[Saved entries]
• • • • • • •

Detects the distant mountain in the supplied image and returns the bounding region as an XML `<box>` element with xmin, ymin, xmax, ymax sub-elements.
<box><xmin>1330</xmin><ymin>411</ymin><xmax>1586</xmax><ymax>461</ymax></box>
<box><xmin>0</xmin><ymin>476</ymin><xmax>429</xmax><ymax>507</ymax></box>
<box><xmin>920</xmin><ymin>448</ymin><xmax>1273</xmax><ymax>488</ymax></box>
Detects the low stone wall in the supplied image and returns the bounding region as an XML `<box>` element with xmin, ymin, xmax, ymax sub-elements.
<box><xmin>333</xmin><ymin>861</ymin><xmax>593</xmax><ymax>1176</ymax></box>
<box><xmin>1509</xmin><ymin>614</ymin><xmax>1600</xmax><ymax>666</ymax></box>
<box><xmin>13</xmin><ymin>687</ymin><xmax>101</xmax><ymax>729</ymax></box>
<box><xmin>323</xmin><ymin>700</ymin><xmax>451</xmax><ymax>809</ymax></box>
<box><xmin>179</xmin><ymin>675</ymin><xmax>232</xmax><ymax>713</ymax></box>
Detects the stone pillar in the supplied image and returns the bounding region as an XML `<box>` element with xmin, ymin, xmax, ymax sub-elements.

• • • • • • •

*Work item:* Repeat the data word for word. Leave nothing out.

*Completed task:*
Detects the distant mountain in the supplied image and returns the bounding region as an XML `<box>` element with xmin, ymin, xmax, ymax sub-elements.
<box><xmin>1330</xmin><ymin>411</ymin><xmax>1586</xmax><ymax>461</ymax></box>
<box><xmin>0</xmin><ymin>476</ymin><xmax>429</xmax><ymax>507</ymax></box>
<box><xmin>920</xmin><ymin>448</ymin><xmax>1273</xmax><ymax>488</ymax></box>
Detects the low stone wall in the supplied image and returns the bounding region as an XML `<box>` element with xmin, ymin, xmax, ymax sub-elements.
<box><xmin>333</xmin><ymin>861</ymin><xmax>593</xmax><ymax>1176</ymax></box>
<box><xmin>1509</xmin><ymin>614</ymin><xmax>1600</xmax><ymax>666</ymax></box>
<box><xmin>13</xmin><ymin>687</ymin><xmax>101</xmax><ymax>729</ymax></box>
<box><xmin>323</xmin><ymin>700</ymin><xmax>451</xmax><ymax>809</ymax></box>
<box><xmin>179</xmin><ymin>675</ymin><xmax>232</xmax><ymax>713</ymax></box>
Detects the stone pillar in the supplied image and returns the bounding region as an XML `<box>` element with xmin, ymin, xmax, ymax sub-elements.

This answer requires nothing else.